What you can do if you don't have much means or any control over your ventilation system is you can get one of those box fans, those big electric fans, that cost you next to nothing to plug into the wall. And you can buy a few of these HEPA filters at the hardware store and you can tape them together in a box and put the fan on top, and you can create your own poor man's air filter. In other words, you have a fan that's sucking air through those filters and blowing it out the top.
So people have been able to create this and it might cost $25 or $50, but if you have absolutely no other way, you can put this in your room and you can filter the air. And it still might smell like something's burning, but you can be reassured that at least the health effects from that particle pollution are substantially reduced.
Warner: What about times of day? So when I think about ozone, for instance, I think of that soup, that chemical soup, cooking throughout the day as the sun has intensified and being worse in those hours when I'm told not to gas up my car, for instance. Is that generally true that late nights and early mornings are a little safer for us?
Dr. Beuther: It's absolutely true, and we see the air quality improve dramatically first thing in the morning and later in the evening. If you're healthy, you could probably get a little short exercise in, early in the morning, and be fine. I think the issue becomes vulnerable patients might even not be able to do that. Not everyone can exercise at those times, but personally, from my perspective, we also want to avoid strenuous exertion in this heat. Let's not forget that we're also getting record heat this week, and the middle of the day is not a great time to exercise in terms of how you feel or even the safety, even if we ignore the air pollution. So I think there are plenty of reasons to avoid the middle of the day, not just the air quality.
Warner: What questions loom still about the health effects of wildfire?
******
* _Tasks to perform_:
(a) In the interview on wildfire smoke and air quality, at what times of day does Dr. Beuther say air quality improves dramatically?
(b) Resume the interview on wildfire smoke and health, starting right after Warner's last question.
******
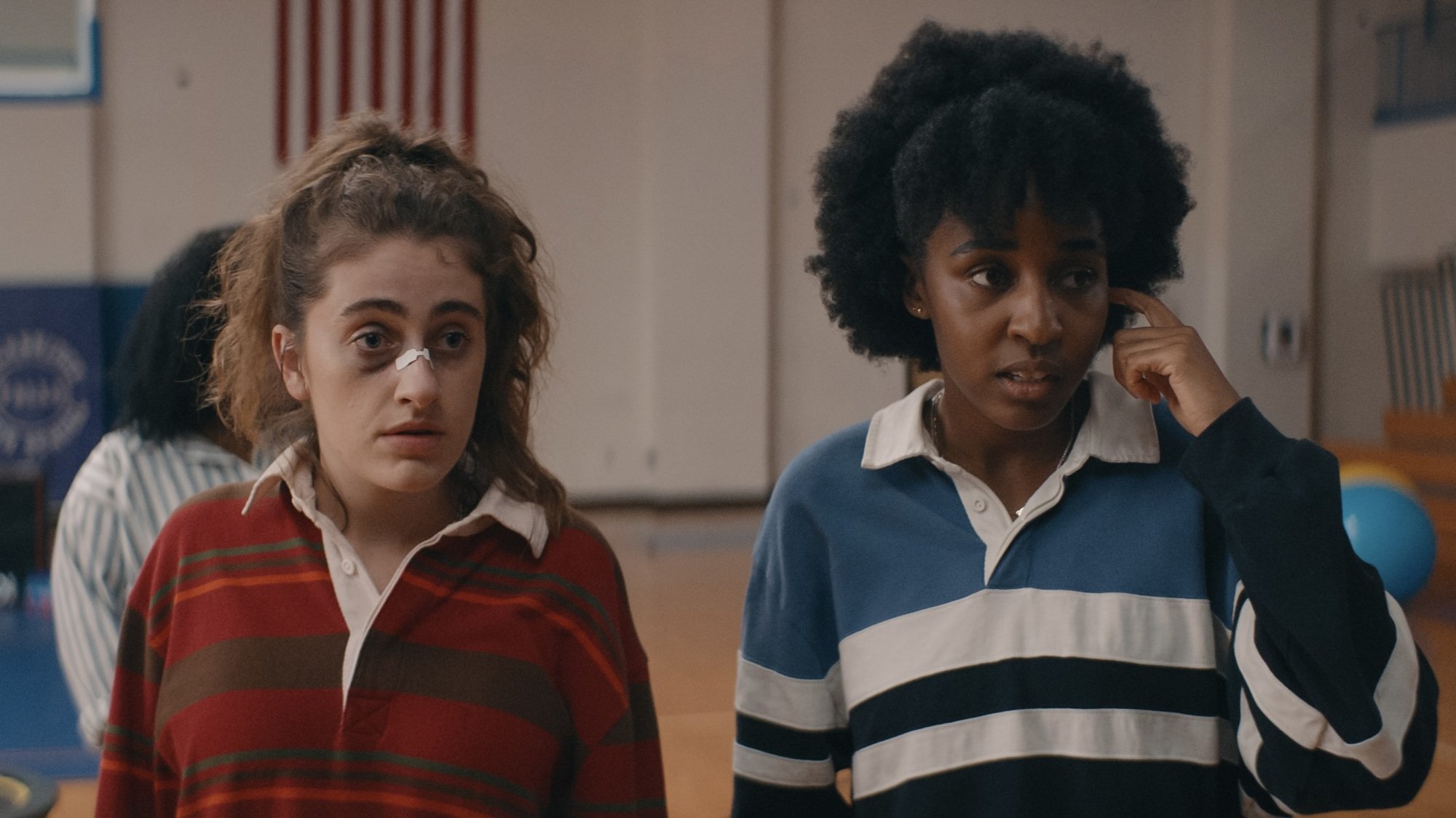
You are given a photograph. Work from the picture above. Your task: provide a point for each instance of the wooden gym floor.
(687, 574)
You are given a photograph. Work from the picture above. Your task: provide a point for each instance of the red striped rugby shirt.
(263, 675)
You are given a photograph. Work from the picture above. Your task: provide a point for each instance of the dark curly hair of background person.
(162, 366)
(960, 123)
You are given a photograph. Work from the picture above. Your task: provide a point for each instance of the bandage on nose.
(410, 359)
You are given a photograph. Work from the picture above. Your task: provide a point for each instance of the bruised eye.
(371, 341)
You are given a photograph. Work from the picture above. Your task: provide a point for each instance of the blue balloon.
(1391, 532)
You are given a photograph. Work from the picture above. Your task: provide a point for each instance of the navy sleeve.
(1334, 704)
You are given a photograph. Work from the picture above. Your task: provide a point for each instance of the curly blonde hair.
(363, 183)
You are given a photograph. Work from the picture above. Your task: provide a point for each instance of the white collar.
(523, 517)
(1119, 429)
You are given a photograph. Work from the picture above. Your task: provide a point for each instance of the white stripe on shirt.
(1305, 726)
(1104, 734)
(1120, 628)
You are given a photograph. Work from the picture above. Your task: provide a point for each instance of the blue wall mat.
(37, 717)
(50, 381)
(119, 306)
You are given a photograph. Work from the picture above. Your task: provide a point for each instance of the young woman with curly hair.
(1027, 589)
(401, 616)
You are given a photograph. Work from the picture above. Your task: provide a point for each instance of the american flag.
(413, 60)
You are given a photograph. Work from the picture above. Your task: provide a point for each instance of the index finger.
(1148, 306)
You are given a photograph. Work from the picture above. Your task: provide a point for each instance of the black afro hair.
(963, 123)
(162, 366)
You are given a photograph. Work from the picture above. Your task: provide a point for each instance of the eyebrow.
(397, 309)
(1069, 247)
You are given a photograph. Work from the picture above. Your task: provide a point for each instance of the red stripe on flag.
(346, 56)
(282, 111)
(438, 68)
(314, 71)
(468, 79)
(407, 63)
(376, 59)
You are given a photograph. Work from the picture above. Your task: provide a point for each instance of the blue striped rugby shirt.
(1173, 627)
******
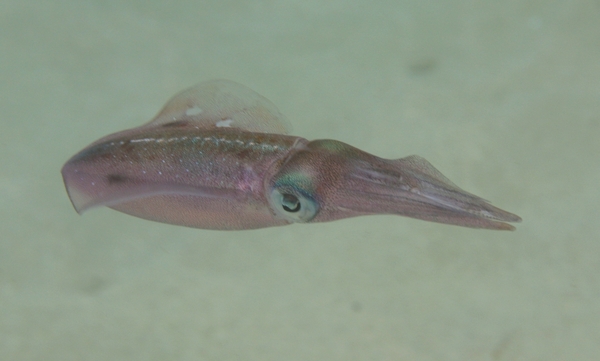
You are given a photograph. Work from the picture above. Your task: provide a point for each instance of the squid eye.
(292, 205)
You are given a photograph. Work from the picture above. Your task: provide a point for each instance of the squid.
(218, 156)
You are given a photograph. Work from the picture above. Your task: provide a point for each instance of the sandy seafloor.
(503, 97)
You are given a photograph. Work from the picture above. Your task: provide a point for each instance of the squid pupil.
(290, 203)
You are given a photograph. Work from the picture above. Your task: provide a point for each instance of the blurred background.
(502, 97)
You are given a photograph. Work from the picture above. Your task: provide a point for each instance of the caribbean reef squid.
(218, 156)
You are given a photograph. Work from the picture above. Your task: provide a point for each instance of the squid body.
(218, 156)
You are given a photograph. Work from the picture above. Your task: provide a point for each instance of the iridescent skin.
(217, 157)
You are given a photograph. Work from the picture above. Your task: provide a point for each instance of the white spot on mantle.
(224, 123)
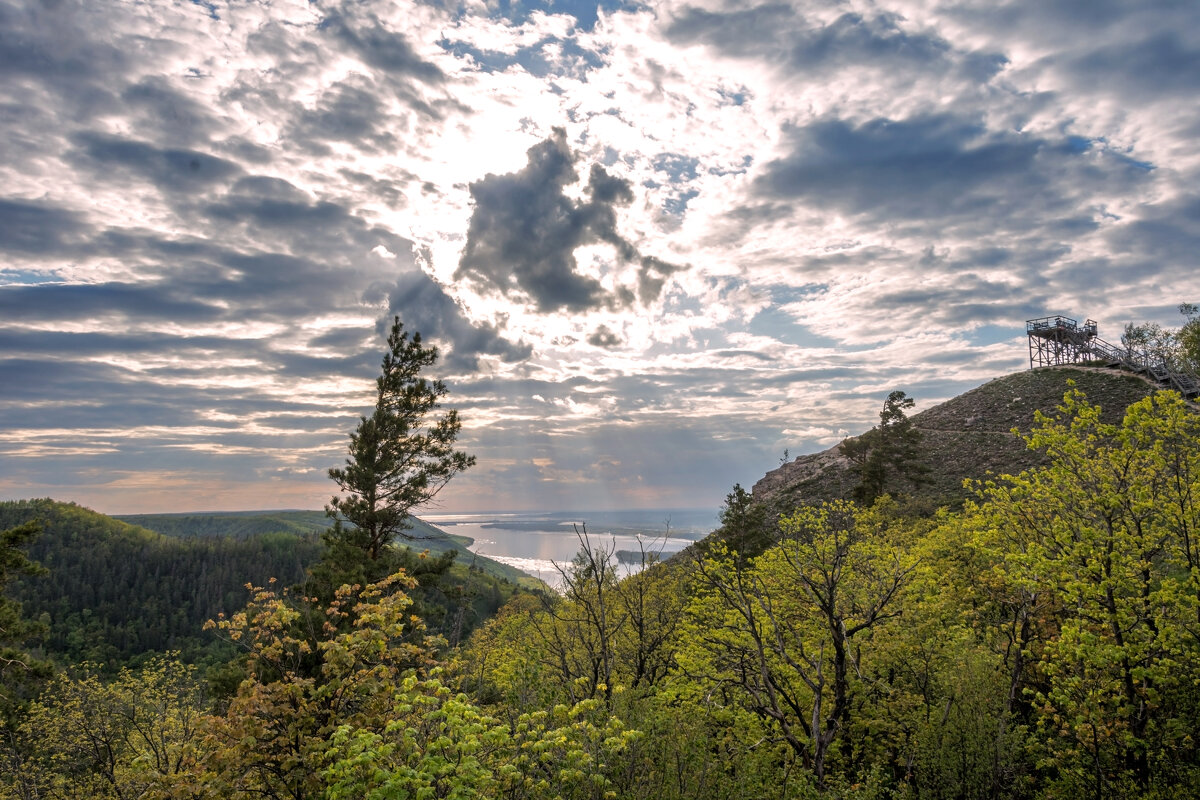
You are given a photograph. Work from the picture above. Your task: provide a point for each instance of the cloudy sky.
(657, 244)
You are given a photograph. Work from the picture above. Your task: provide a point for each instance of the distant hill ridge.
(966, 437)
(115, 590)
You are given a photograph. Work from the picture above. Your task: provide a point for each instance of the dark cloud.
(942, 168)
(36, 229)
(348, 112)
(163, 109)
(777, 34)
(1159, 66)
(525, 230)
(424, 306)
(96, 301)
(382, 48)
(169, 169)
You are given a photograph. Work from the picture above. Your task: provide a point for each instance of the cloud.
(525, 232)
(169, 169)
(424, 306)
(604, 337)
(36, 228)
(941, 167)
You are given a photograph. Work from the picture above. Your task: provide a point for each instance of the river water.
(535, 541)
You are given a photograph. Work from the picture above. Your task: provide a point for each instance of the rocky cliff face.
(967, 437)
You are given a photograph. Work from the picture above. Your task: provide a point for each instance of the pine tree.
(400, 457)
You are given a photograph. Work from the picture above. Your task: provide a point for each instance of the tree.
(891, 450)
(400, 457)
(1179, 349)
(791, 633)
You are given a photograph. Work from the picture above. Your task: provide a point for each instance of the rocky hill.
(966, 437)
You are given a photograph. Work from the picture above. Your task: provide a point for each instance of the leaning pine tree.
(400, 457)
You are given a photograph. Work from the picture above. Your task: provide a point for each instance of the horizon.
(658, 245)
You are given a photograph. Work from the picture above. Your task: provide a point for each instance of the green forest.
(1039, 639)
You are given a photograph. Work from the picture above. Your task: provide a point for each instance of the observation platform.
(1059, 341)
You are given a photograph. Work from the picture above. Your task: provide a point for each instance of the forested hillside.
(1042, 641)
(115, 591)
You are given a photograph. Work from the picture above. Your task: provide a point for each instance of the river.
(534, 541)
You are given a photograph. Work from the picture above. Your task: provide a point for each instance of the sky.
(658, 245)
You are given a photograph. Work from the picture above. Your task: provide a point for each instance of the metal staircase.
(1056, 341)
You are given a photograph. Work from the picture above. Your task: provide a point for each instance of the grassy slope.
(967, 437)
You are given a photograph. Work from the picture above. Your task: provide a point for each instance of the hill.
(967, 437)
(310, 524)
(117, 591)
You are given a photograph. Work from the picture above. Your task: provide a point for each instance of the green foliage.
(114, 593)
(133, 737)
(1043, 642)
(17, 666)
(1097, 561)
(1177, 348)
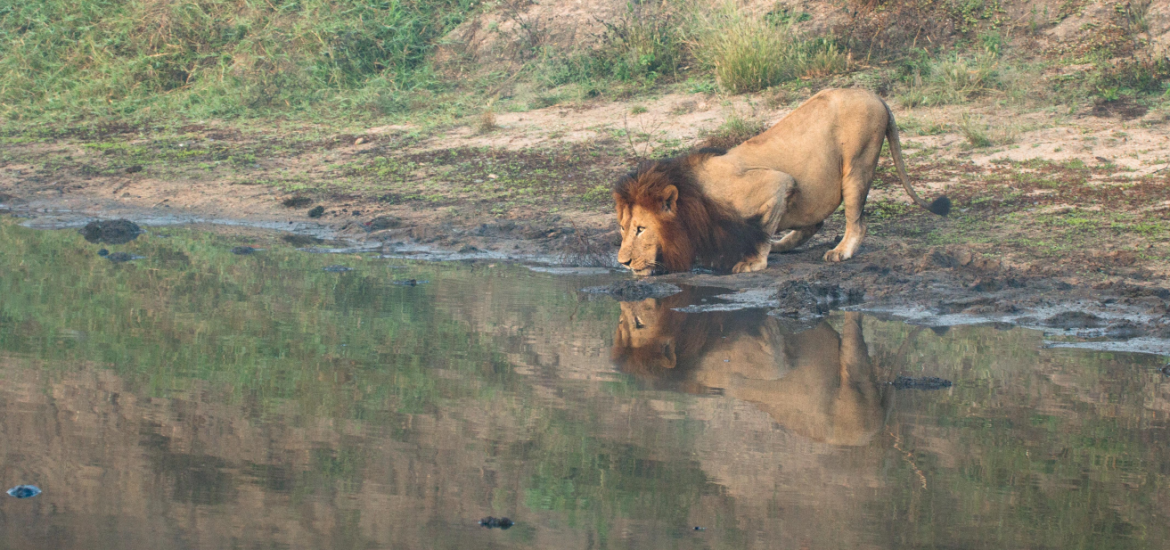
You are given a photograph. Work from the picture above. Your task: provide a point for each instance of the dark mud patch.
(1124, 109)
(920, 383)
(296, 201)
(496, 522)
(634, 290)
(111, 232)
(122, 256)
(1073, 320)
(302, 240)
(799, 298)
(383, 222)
******
* _Task responses_:
(a) First thing in the morning and later in the evening.

(b)
Dr. Beuther: I think we still don't fully know, and we're still learning about all of the ways, and more specifically, how this affects us. So some of the research you mentioned where we're finding particles get into the circulation and they cross the blood-brain barrier. That's just the initial kind of opening of, "Oh, shoot, maybe this affects the central nervous system." And then the next question is how, and then what do we do about it? So I think there's more and more biology, basic science, to try to understand this. And so there's a lot of active research, many institutions, including National Jewish, looking at, well, how actually does this happen? Because we learn more specifically, how does the immune system try to react to that injury?
Warner: Right. Is there something you could do to address that reaction perhaps? That inflammatory response?
Dr. Beuther: Exactly.
Warner: But what an interesting thing to say. Our own human actions are making the climate worse. Let's come up with a drug that neutralizes a pretty natural response to this environmental reality.
Dr. Beuther: Yeah, it seems crazy. We know what we need to do from a population or a community standpoint, so why are we wasting our time on this? But those are difficult problems to solve, and as difficult as it is to understand the human body, we might be closer to figuring out how to block some of the deleterious effects of climate change sooner than fixing the climate.
Even if we had the perfect prescription for the climate, it's going to take years or decades to get that back under control. So we're going to have to deal with this and we can be on more than one track.